Please reproduce the following records exactly, with nothing omitted.

Segmentation mask data
....

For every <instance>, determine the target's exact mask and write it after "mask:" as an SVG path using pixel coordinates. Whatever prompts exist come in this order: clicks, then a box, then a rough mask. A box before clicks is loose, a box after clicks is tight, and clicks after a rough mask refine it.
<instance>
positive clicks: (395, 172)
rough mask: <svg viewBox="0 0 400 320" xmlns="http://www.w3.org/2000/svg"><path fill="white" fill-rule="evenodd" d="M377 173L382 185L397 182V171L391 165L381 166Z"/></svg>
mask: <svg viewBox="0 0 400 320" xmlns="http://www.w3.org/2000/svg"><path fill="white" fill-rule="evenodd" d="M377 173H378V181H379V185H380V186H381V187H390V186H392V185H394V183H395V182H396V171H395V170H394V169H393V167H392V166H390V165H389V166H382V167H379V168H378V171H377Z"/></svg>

....

Answer to the exercise -
For every <instance>, determine the target's exact mask and write it after "mask:" as an SVG path using pixel coordinates. Whatever prompts exist come in this order: clicks, then a box, then a rough mask. A box before clicks is loose, a box after clicks is tight, and clicks after a rough mask refine it.
<instance>
positive clicks: (395, 172)
rough mask: <svg viewBox="0 0 400 320" xmlns="http://www.w3.org/2000/svg"><path fill="white" fill-rule="evenodd" d="M377 173L382 185L397 182V171L391 165L381 166Z"/></svg>
mask: <svg viewBox="0 0 400 320" xmlns="http://www.w3.org/2000/svg"><path fill="white" fill-rule="evenodd" d="M377 173H378V181H379V185H380V186H381V187H390V186H392V185H394V183H395V182H396V171H395V170H394V169H393V167H392V166H390V165H389V166H382V167H379V168H378V171H377Z"/></svg>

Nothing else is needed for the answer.